Please repeat the data in full, character for character.

-- Records supplied follows --

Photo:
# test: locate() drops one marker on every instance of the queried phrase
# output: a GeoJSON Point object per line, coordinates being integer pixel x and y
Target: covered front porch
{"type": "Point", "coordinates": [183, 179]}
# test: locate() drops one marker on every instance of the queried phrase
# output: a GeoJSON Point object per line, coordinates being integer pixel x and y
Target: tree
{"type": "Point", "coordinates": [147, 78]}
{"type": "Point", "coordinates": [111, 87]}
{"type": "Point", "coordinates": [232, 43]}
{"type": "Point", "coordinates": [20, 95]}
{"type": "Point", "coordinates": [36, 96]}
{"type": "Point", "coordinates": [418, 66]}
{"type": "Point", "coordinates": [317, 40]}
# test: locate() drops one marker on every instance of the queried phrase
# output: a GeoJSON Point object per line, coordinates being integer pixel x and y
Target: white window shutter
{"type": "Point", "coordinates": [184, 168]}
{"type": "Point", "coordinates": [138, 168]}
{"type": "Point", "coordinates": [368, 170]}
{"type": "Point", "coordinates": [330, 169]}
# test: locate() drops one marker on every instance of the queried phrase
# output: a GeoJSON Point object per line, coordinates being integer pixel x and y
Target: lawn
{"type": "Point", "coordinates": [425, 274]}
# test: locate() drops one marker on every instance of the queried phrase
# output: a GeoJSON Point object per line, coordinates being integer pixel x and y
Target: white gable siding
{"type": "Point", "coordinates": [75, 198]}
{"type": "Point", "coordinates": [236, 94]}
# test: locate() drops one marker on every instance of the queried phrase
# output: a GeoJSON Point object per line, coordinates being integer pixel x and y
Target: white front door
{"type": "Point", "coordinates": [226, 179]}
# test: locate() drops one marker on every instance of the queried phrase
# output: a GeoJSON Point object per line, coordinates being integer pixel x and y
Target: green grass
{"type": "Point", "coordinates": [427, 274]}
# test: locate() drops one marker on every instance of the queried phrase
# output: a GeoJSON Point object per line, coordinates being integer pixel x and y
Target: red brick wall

-- Records supplied concluded --

Written answer ▸
Photo:
# test: locate() drops one marker on every instance of the queried phrase
# output: a GeoJSON Point object per line, coordinates being integer pixel x and y
Target: covered front porch
{"type": "Point", "coordinates": [183, 179]}
# test: locate() drops one marker on every instance of the queried phrase
# output: a GeoJSON Point object per line, coordinates being integer pixel x and y
Target: tree
{"type": "Point", "coordinates": [147, 78]}
{"type": "Point", "coordinates": [111, 87]}
{"type": "Point", "coordinates": [232, 43]}
{"type": "Point", "coordinates": [20, 95]}
{"type": "Point", "coordinates": [36, 96]}
{"type": "Point", "coordinates": [418, 66]}
{"type": "Point", "coordinates": [317, 40]}
# test: locate() drops one marker on every instance of the queried phrase
# output: a GeoJSON Point object per line, coordinates being integer pixel x and y
Target: white window shutter
{"type": "Point", "coordinates": [184, 168]}
{"type": "Point", "coordinates": [138, 168]}
{"type": "Point", "coordinates": [368, 170]}
{"type": "Point", "coordinates": [330, 169]}
# test: locate() drops one marker on every instance of the queried phrase
# output: a GeoJSON Point object per line, coordinates being integer pixel x and y
Target: lawn
{"type": "Point", "coordinates": [425, 274]}
# test: locate() drops one marker on every instance of the queried phrase
# output: a GeoJSON Point object per line, coordinates being integer pixel x and y
Target: white gable siding
{"type": "Point", "coordinates": [75, 198]}
{"type": "Point", "coordinates": [236, 94]}
# test: locate() drops one marker on every instance of the queried phrase
# output: a GeoJSON Point object per line, coordinates being integer pixel x and y
Target: white front door
{"type": "Point", "coordinates": [226, 179]}
# test: locate() drops one marker on every instance of the queried phrase
# output: a GeoJSON Point object per line, coordinates being integer pixel x and y
Target: green grass
{"type": "Point", "coordinates": [427, 274]}
# test: locate() drops one marker on every instance of the queried phrase
# output: a GeoJSON Point object per line, coordinates being integer pixel x and y
Target: red brick wall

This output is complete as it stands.